====== ЗАПИСАННЫЕ ДАННЫЕ
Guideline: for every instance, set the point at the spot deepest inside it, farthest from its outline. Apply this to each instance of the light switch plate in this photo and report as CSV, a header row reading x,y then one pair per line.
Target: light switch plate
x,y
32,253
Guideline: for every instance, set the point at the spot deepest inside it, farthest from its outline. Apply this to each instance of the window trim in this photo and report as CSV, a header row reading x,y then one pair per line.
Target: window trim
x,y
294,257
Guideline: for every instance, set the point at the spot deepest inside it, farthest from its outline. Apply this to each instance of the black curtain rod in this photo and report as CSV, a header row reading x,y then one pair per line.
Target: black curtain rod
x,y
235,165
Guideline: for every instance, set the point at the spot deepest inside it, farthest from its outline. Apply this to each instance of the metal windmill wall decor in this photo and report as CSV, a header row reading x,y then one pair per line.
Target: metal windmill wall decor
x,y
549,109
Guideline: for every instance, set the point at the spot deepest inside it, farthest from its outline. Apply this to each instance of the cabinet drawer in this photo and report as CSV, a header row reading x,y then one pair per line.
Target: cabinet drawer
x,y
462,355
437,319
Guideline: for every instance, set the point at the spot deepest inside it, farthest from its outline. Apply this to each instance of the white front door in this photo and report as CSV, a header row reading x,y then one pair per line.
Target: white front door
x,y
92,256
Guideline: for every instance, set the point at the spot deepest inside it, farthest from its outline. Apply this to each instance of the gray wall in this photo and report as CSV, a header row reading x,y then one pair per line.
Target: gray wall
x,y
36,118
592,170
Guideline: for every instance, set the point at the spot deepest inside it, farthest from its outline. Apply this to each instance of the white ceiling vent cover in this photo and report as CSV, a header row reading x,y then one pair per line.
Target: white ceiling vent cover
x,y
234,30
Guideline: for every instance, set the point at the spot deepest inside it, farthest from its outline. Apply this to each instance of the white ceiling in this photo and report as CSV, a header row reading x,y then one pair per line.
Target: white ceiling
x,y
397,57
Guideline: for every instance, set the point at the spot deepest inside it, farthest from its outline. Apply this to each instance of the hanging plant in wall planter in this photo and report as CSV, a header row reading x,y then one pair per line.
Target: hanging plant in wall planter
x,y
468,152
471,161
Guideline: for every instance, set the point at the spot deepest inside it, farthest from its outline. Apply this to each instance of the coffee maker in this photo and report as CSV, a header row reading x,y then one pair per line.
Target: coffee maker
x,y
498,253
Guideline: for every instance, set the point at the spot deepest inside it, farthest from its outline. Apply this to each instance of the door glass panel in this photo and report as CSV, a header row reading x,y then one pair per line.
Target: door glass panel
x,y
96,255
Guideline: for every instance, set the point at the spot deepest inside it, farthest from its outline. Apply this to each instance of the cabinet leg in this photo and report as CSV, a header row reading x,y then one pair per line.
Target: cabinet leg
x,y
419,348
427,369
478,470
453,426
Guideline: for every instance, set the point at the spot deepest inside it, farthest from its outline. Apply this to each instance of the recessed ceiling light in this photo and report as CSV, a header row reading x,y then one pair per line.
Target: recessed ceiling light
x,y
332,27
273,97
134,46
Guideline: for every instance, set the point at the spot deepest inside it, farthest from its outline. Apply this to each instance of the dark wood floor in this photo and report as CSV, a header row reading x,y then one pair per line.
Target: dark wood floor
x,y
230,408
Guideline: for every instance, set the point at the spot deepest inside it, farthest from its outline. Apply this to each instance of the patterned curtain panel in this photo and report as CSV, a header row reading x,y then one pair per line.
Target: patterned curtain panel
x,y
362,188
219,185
============
ИНСТРУКЦИЯ К ЗАДАНИЮ:
Верните все записи выше построчно, без единого изменения.

РЕЗУЛЬТАТ ВЫПОЛНЕНИЯ:
Guideline: for every instance, set the point at the spot deepest inside it, farthest from its outline. Apply this to each instance of the light switch plate in this photo and report as CSV, a header row reading x,y then one pair per line.
Target: light switch plate
x,y
32,253
Guideline: for every instance, set the point at the spot deepest inside it, farthest from its outline. Apply this to each instance of the window trim in this photo and report as CSV, a header row reading x,y then one pair per line.
Target: window trim
x,y
294,257
Guideline: for every instance, set the point at the spot deepest inside it, farthest from its outline. Apply this to each instance of the black curtain rod in this photo and report as CSV, a header row reading x,y then one pair per line.
Target: black curtain rod
x,y
235,165
Guideline: for every instance, set the point at the spot deepest inside it, farthest from its outline. Apply this to each instance of the metal windmill wall decor in this photo and report as CSV, a header row reading x,y then one pair per line.
Target: metal windmill wall decor
x,y
549,109
Guideline: for every instance, set the point at the spot deepest inside it, farthest from its outline. Apply this to each instance of the cabinet drawer in this photo and report as CSV, a header row reading x,y then one pair per line.
Target: cabinet drawer
x,y
462,355
437,319
Guideline: for every instance, set the point at the spot deepest inside it, farthest from its outline. Apply this to each instance of the white front door in this photo and report as CSV, a header row reading x,y then one pair per line.
Target: white front door
x,y
92,256
Guideline: for every instance, set the point at the spot deepest inside it, farthest from its outline. Apply this to each instance of the gray wall in this photo and report as CSV, a header row reading x,y then one pair per line.
Target: gray wall
x,y
36,118
592,170
Guideline: for every instance, set the point at the spot deepest inside it, farthest from its outline. Apply this to each instance of the white ceiling vent cover in this photo and report as CSV, a header row reading x,y then one pair per line.
Target: white ceiling vent cover
x,y
234,30
Guideline: for every instance, set the point at the spot deepest inside it, farthest from its outline. Apply this to each instance of the white ceiling in this photo and report as CSV, a header row reading x,y then one pair per line.
Target: white ceiling
x,y
397,57
Guideline: for every instance, set the point at the spot deepest inside it, farthest from its outline. Apply this to each instance of the hanging plant in wall planter in this photo and report as CSV, a header row reading x,y then one pair per line.
Target: hanging plant in wall planter
x,y
468,152
471,161
Guideline: for every instance, set the point at the spot deepest inside it, farthest from its outline. Apply this to each instance of the coffee maker in this photo and report as CSV, a header row reading x,y then one pair per line.
Target: coffee maker
x,y
498,253
Guideline: for every instance, set the point at the spot deepest inside it, farthest from its outline. Apply this to each instance of the door glass panel in this photo and report as CSV, a header row reading x,y then one pair per line.
Target: door glass panel
x,y
96,255
Guideline: for every instance, set the point at the spot deepest inside it, farthest from its outline. Apply this to each instance of the cabinet leg in this photo and report as CSV, a header row reading x,y then one pair per line.
Target: cabinet leg
x,y
419,348
427,369
478,470
453,426
Guideline: for every instance, set the point at the spot deepest inside it, farthest from its outline. Apply this to each instance of the recessed ceiling light in this photo and report as CSV, a header row reading x,y then one pair per line.
Target: recessed ceiling light
x,y
332,27
273,97
134,46
Guideline: for every instance, set the point at the spot deepest inside it, farthest from its outline. Apply this to each instance of the dark wood floor in this photo and report as CSV, a header row reading x,y then one pair per line.
Target: dark wood floor
x,y
230,408
Guideline: for every instance, set the point at the spot deepest inside it, farthest from its outline. Apply this to each instance of the patterned curtain panel in this photo and report as CSV, a header row reading x,y then one pair per line.
Target: patterned curtain panel
x,y
362,188
219,185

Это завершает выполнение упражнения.